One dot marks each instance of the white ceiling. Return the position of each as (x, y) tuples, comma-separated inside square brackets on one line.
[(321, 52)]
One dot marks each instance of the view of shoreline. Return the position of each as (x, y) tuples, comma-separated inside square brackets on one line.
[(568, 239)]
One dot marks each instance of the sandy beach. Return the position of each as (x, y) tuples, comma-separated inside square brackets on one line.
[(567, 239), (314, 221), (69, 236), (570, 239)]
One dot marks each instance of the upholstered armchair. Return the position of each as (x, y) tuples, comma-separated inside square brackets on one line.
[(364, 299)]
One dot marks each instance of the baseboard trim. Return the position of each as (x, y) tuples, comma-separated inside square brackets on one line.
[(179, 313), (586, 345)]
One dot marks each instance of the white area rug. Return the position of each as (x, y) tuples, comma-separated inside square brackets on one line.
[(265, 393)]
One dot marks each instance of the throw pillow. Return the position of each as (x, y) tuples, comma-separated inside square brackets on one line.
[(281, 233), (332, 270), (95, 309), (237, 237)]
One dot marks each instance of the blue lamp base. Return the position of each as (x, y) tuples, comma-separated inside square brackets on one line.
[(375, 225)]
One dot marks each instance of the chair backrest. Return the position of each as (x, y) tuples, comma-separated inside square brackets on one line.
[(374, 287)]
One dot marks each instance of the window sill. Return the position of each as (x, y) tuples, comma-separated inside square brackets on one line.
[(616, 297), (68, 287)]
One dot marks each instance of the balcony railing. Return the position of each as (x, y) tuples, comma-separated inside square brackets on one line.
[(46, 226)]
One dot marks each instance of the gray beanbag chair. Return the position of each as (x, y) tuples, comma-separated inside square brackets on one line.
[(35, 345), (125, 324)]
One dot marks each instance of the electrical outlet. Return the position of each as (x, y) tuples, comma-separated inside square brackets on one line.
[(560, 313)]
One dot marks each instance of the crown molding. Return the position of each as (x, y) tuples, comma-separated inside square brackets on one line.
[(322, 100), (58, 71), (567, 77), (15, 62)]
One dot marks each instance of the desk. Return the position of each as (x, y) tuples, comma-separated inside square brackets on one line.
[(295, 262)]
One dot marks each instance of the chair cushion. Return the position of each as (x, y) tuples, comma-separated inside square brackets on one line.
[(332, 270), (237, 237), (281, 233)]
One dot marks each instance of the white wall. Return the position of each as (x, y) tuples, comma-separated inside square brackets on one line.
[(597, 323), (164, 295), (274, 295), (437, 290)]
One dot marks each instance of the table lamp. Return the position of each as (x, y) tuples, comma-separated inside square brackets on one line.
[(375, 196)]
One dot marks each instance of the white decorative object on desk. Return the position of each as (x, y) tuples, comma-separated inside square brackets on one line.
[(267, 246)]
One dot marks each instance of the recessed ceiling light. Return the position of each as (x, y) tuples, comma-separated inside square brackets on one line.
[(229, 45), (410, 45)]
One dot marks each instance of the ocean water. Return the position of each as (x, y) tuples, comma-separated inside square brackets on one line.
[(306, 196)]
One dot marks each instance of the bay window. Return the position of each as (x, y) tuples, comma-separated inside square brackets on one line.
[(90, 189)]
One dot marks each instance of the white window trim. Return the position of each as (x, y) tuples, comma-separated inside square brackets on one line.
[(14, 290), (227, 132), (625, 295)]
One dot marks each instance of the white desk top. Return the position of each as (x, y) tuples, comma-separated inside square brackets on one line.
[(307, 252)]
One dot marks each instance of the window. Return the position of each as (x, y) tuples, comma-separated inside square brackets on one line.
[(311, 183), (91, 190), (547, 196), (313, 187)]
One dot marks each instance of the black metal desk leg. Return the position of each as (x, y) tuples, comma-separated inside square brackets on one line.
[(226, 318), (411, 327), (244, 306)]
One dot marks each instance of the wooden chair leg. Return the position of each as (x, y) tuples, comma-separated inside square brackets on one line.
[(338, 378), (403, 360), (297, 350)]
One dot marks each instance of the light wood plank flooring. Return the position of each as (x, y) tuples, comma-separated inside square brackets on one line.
---+---
> _To do_
Transcribe the entire listing above exactly as written.

> _Written response_
One dot marks each instance of the white ceiling. Return the position of each as (x, y) tuples, comma-separated inside square brackets on one line.
[(321, 52)]
One dot marks each instance of the view of shoreline. Return the position of each as (x, y) tuples, comma-separated inside square brackets on one line.
[(568, 239)]
One dot marks each instance of the sandy beach. Return the position of each as (x, y) tuples, comma-separated inside square brackets on one line.
[(567, 239), (314, 221), (69, 236), (570, 239)]
One dot marks each instance of the upholstered armchair. Return the position of each as (x, y) tuples, comma-separated inside square brackets on one line.
[(364, 299)]
One dot marks each instance of the baseboard trim. Return the position of each as (x, y) tuples, comma-separated inside square brackets on one line.
[(179, 313), (586, 345)]
One dot marks each instance of the white area rug. Return the position of each as (x, y) tuples, comma-separated inside square brackets on one line.
[(265, 393)]
One dot marks each instance of the throw pillow. Return the position of each as (x, y) tuples, comma-separated inside square brackets on one line.
[(281, 233), (332, 270), (95, 309), (237, 237)]
One dot marks each instance of the blue lamp base. Return the position of each as (x, y) tuples, comma-separated inside square brackets on one line.
[(375, 225)]
One dot marks each instance of the chair backrest. Return the position of each as (x, y) tuples, comma-separated inside square brackets on one line.
[(374, 287)]
One dot marks each instance of the window sill. Return the position of each as (x, y) tuples, comma-separated inside square brackets on one line.
[(616, 297), (68, 287)]
One dot marks each instance of the balcony railing. Return the position of each as (x, y) tuples, comma-separated inside square brackets on one line.
[(46, 226)]
One dot marks each instance of the gray beanbag chair. Return the position of each as (x, y) tuples, comma-separated inside square brackets on one line.
[(35, 345), (125, 324)]
One dot marks each instance of the electrical outlet. Return the position of each as (x, y) tuples, comma-separated inside square brackets on one line.
[(560, 313)]
One dot marks each instance of the crown molding. Return the position of each as (x, y) tuples, comma-separated inside square brackets on one line.
[(322, 100), (58, 71), (567, 77), (15, 62)]
One dot marks each instance of the desk. Return the position of each as (x, y) tuples, comma-separated inside square brackets on one line.
[(295, 262)]
One dot marks each instance of the chair cushion. Return the position of each as (x, y) tuples, comma-separated inside square brackets on one line.
[(332, 270), (237, 237), (281, 233)]
One dot marks each instance of the white wall. Return the position of each as (x, y) tuples, comma-separated inside square brackets on one line.
[(597, 323), (164, 295), (274, 295), (437, 290)]
One dot marks each instance of the table lamp. Return the position of each as (x, y) tuples, comma-separated inside square brackets on one line.
[(375, 196)]
One dot marks each instance of the white decorative object on desk. Return the position of each as (x, y) tuples, comma-separated inside square brackets on one line.
[(267, 246)]
One dot marks each instance of the recessed ceiling light. Return the position of each as (x, y) tuples, comma-separated inside square brackets on one line.
[(229, 45), (410, 45)]
One dot marks each instance of the ocean water. Return the position of each as (x, y) tuples, comma-separated inside square brackets on one line.
[(306, 196)]
One dot marks each instance of the bay window. Return the position of each as (x, y) tuples, comma-separated inside square brackets on one line.
[(90, 189)]
One dot marks each instance of the white window trim. Return the position of each as (x, y) tuples, comma-separated inside square brackets on one line.
[(14, 290), (227, 132), (625, 295)]
One dot marks each instance of the white desk top. Return the position of each as (x, y) tuples, comma-separated inside square brackets on one line.
[(307, 252)]
One dot marks each instance of the window. Return the position of each as (x, y) tuples, comma-separated inside square brackets on one line.
[(311, 183), (91, 190), (547, 196), (313, 187)]
One dot marks each instance of the black metal desk leg. Return the position of each as (x, y) tuples, comma-separated inside square brackets on one line.
[(226, 318), (411, 327), (244, 306)]
One dot marks each instance of the wooden chair leg. Return the position of each as (x, y) tuples, comma-separated inside square brackets on one line.
[(338, 378), (403, 360), (297, 350)]
One dot marks each instance of the light wood plank flooring. Return the position of each as (x, y) tuples, comma-separated inside square brackets on one line.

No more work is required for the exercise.